» **Извлечённый текст**:
======

Майкл может раздражать работников и приставать к ним с дурацкими шутками, может издеваться над Тоби из отдела кадров по непонятным причинам, но его офис продолжает показывать лучшие продажи среди всех филиалов Dunder Mifflin.
Настоящий поворот в его персонаже происходит, когда в серии Booze Cruise из второго сезона он вдруг даёт Джиму — неспособному разобраться в своих чувствах к Пэм и расстроенному её помолвкой — по-настоящему дельный совет. Показывает себя чутким и чувствующим человеком.
И в то же время он может делать что-то такое.
Со второго сезона сериал перестаёт выглядеть этаким комичным кафкианским адом и становится оптимистичным и совершенно беззлобным ситкомом о специфичных, но, несмотря на всё, обаятельных героях.
Именно этот сдвиг в тональности в итоге и подкупил зрителя. Начиная со второго сезона произошёл настоящий ренессанс «Офиса» — рейтинги подскочили (и позже только продолжат расти), оценки критиков перестали быть нейтрально-снисходительными, на «Золотом глобусе» сериал получил награду за «лучшее комедийное ТВ-шоу».
«Офис» Дэниелса нашёл свой голос. И, главное, свою аудиторию — всё же массовый зритель, как оказалось, не очень хорошо воспринимает более мрачный и упаднический британский юмор. Массовый зритель хочет видеть более светлую реальность, без этого всего...
А ещё авторы «Офиса» узнали о том, что они совершенно неправильно определяли целевую аудиторию. По словам Рейна Уилсона, создателям казалось, что сериал будут в основном смотреть люди среднего возраста — те, кто и сами работают в офисах. Но на самом деле наибольшую популярность шоу имело среди подростков и студентов.
Виной всему появление карманных компьютеров с интернетом. Студентики сначала смеялись и постили мемы про офисных рабов, а потом старели сопереживали героям и называли ситком главным драматическим сериалом.
Рейтинги росли с каждым годом, а качество шоу не падало — по крайней мере, критически — вплоть до самого его финала: до сих пор работу Дэниелса вспоминают как пример сериала, который смог вовремя кончить.
Даже уход Стива Карелла после седьмого сезона сериал не испортил (у актёра истёк контракт, а NBC не стал выдвигать новое предложение). И не помешал ему стать одним из ярчайших сериалов нулевых и, вероятно, самым важным комедийным шоу того времени, сильно повлиявшим на всю индустрию.

======

» **Приведённые строки**:
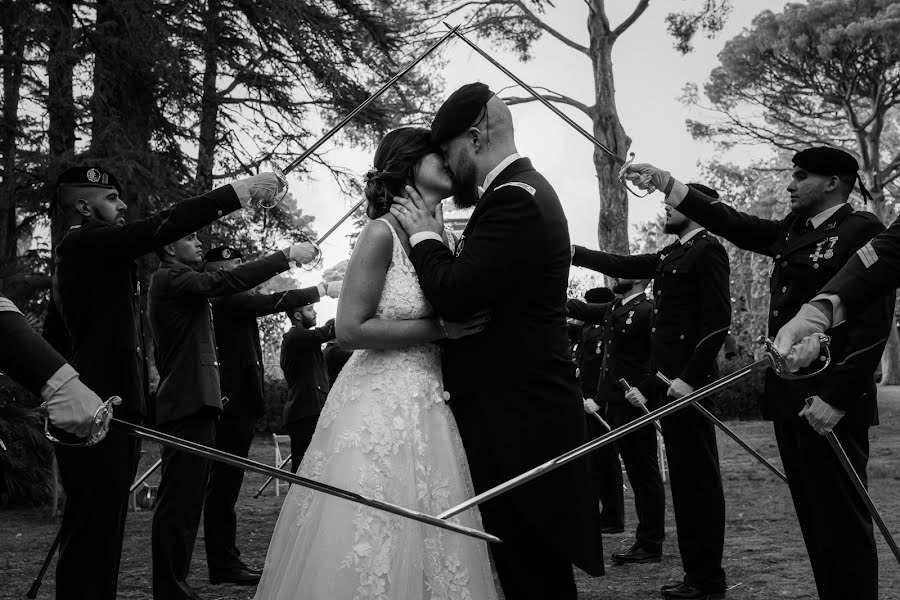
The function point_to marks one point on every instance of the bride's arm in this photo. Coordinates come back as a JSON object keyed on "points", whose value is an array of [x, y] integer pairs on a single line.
{"points": [[356, 325]]}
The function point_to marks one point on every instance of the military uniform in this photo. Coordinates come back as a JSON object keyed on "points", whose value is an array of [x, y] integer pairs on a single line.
{"points": [[303, 364], [97, 288], [624, 350], [835, 524], [189, 401], [605, 461], [691, 316], [241, 377]]}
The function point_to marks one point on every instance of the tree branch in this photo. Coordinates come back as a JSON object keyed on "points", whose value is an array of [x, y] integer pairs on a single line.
{"points": [[624, 25], [531, 16]]}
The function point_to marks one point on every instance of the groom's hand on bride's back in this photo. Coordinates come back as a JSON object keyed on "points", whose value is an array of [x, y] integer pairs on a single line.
{"points": [[453, 330], [414, 215]]}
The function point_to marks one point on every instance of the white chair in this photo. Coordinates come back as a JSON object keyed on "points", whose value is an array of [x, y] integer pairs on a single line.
{"points": [[280, 439]]}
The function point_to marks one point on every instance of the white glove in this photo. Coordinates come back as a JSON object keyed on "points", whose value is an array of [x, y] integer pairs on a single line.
{"points": [[821, 415], [72, 407], [646, 177], [301, 253], [635, 396], [808, 321], [264, 188], [333, 288]]}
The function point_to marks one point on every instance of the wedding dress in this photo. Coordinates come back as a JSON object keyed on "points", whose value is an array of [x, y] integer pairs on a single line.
{"points": [[386, 433]]}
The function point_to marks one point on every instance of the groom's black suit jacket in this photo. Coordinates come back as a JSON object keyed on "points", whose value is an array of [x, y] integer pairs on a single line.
{"points": [[512, 387]]}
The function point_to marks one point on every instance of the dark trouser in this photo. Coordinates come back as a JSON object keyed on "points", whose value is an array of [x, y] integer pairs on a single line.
{"points": [[527, 567], [301, 432], [836, 526], [608, 470], [697, 497], [96, 480], [234, 434], [639, 453], [177, 515]]}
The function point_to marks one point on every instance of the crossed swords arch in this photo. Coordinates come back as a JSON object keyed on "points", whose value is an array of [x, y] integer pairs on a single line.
{"points": [[772, 359]]}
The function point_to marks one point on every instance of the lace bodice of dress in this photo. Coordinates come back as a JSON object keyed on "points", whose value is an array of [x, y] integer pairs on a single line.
{"points": [[402, 297]]}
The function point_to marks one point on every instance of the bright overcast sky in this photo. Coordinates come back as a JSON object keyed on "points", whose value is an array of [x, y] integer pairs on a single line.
{"points": [[649, 75]]}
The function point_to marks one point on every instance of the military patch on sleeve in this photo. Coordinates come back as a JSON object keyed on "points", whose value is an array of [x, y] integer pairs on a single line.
{"points": [[519, 184], [6, 305], [867, 255]]}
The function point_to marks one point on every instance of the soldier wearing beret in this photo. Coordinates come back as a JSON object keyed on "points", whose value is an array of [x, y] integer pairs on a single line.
{"points": [[96, 291], [241, 379], [588, 354], [189, 397], [305, 371], [691, 316], [624, 350], [808, 247], [515, 409]]}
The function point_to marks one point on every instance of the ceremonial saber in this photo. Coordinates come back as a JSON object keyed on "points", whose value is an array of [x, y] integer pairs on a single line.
{"points": [[36, 584], [860, 488], [271, 478], [258, 467], [627, 387], [772, 359], [730, 433], [377, 94], [615, 157]]}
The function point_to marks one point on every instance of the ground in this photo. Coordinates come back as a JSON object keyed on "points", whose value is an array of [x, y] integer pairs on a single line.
{"points": [[764, 553]]}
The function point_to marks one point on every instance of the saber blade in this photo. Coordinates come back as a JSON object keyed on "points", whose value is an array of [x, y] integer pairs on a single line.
{"points": [[604, 440], [377, 94], [730, 433], [615, 157], [258, 467]]}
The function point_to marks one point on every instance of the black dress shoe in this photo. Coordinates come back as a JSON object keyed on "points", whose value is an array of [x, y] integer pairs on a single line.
{"points": [[683, 591], [237, 576], [638, 554]]}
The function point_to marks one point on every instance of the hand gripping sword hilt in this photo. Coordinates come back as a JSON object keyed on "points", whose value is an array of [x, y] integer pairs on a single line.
{"points": [[779, 362], [99, 425]]}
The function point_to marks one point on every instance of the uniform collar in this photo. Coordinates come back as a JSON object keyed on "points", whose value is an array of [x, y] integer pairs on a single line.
{"points": [[824, 215], [686, 237], [492, 174]]}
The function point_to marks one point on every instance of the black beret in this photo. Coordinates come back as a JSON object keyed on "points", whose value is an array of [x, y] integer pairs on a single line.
{"points": [[599, 295], [88, 176], [222, 253], [826, 161], [459, 111], [705, 190]]}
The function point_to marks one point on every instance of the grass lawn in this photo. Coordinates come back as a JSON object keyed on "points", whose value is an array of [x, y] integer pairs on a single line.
{"points": [[764, 553]]}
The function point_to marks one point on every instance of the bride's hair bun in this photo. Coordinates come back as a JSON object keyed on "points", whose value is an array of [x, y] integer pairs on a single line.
{"points": [[395, 163]]}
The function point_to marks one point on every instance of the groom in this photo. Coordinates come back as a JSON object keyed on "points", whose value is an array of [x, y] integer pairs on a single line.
{"points": [[512, 387]]}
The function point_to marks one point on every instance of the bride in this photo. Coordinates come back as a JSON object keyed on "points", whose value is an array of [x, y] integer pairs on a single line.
{"points": [[385, 431]]}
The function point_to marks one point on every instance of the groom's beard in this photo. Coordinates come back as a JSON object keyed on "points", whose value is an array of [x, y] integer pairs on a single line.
{"points": [[465, 188]]}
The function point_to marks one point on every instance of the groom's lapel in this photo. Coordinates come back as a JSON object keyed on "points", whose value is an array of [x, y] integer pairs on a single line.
{"points": [[514, 168]]}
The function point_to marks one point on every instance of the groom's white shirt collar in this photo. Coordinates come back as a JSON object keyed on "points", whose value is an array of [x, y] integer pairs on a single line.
{"points": [[492, 174], [488, 179]]}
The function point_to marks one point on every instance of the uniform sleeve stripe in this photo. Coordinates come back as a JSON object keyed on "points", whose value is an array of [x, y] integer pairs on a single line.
{"points": [[867, 255], [716, 332], [6, 305]]}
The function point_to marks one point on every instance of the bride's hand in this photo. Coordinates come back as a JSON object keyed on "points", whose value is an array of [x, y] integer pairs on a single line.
{"points": [[453, 330]]}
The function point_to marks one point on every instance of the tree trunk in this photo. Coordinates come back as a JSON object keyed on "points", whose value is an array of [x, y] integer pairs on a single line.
{"points": [[13, 56], [612, 229], [209, 105], [61, 61]]}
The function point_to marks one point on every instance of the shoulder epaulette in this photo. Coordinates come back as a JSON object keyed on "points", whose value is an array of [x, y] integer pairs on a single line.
{"points": [[518, 184]]}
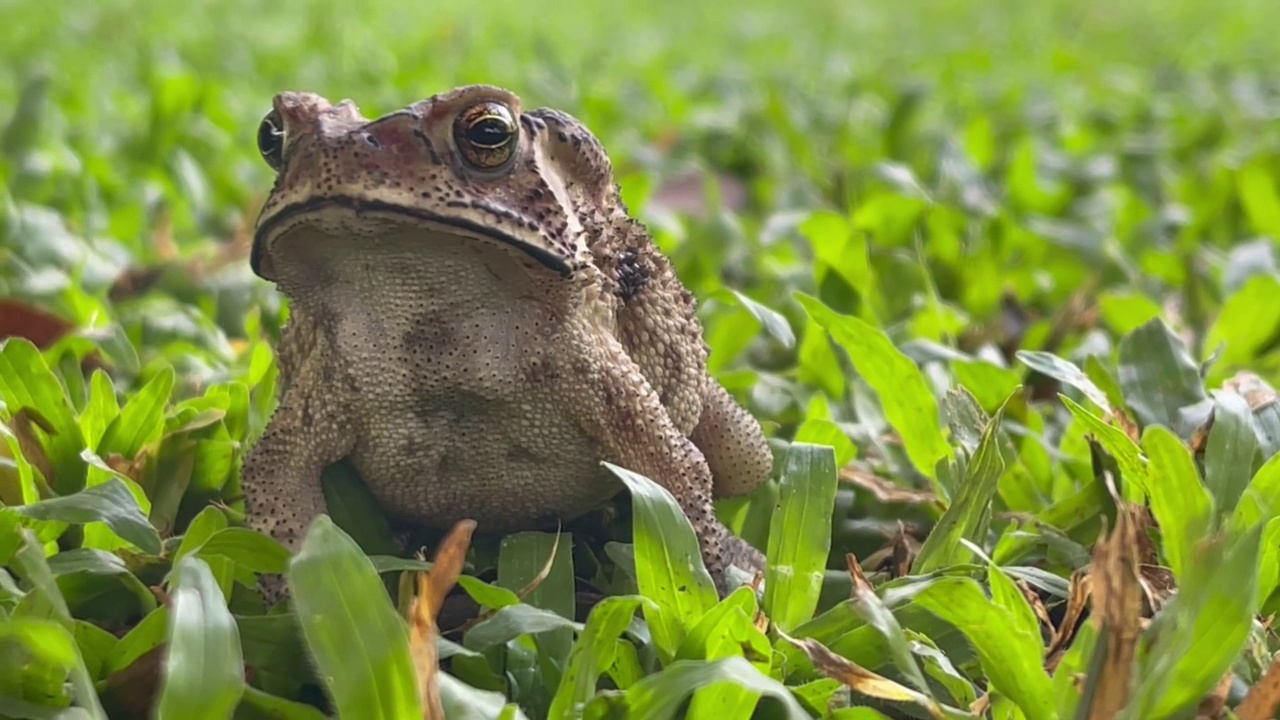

======

» **Вопросы к тексту**:
A. Назовите всех персонажей сериала, которые упомянуты по имени в тексте о сериале «Офис».
B. Продолжите текст о сериале «Офис» после его последнего предложения.

» **Ответы к заданиям**:
A. Майкл, Тоби, Джим, Пэм.

B.
Главное открытие «Офиса» изначально произошло из его слабости. Вынужденные менять психологию героев после первого неудачного сезона, авторы шоу, по сути, сделали то, чего в ситкомах никогда не делали — позволили персонажам развиваться.
Большинство комедийных сериалов начала нулевых всё ещё были «ситкомами» в самом кондовом и устаревшем смысле слова. Это шоу, в которых на фоне закадрового смеха одни и те же герои с конкретным набором характеров-стереотипов попадают в нелепые ситуации. «Офис» — совсем не такой.
Да, здесь есть персонажи, которые что в первом сезоне, что в последнем почти одинаковы. Недалёкий бухгалтер Кевин, скандалистка Келли или Крид Брэттон едва ли хоть как-то меняются, это своеобразные дурилки картонные даже в контексте и без того комедийного шоу.
Зато Дуайт Шрут — изначально кажущийся персонажем непоколебимым и наименее склонным к переменам — проходит одну из самых интересных изменений в сериале. Из циничного и откровенно неприятного корпоративного подлизы, персонажа явно гиперболизированного, становится очень своеобразным, но всё же человечным и нисколько не отрицательным героем.
А его романтическая линия с Анджелой — изначально используемая как комичная параллель «серьёзной» линии Джима и Пэм — в итоге не менее важна для сериала, чем история любви двух главных героев. Символично, что именно её финалом и заканчивается весь «Офис».
Когда в конце седьмого сезона, в сцене прощания Джима с Майклом, тот говорит боссу, что у него никогда не было и не будет лучшего руководителя — мы, как зрители, понимаем, что это не пустой сантимент. Несмотря на все свои слабости, Майкл Скотт за время сериала начинает восприниматься действительно потрясающим начальником. Это в каком-то смысле парадокс — учитывая, сколько глупостей он натворил — но в этом и есть магия «Офиса».
Вообще, если вы спросите у любого фаната «Офиса», за что именно он любит сериал, тот наверняка ответит что-нибудь про то, как герои стали для него «семьёй». Это, опять же, не какое-то рекламное клише, а вполне логичный результат того, как артистически работает сериал.
Процесс знакомства с персонажами «Офиса» действительно имитирует то, как мы постепенно узнаём близких людей в жизни. В начале все они — архетипы, маски, набор ярких черт-стереотипов. Но чем дольше идёт сериал, тем больше нюансов появляется в характерах: ведь ни один человек на самом деле не так прост, каким кажется на самом деле.
К последнему сезону мы уже знаем все негативные и положительные стороны героев, понимаем и принимаем все их качества. И перед финальными титрами мы прощаемся не с Офисом, а уже со своей семьёй.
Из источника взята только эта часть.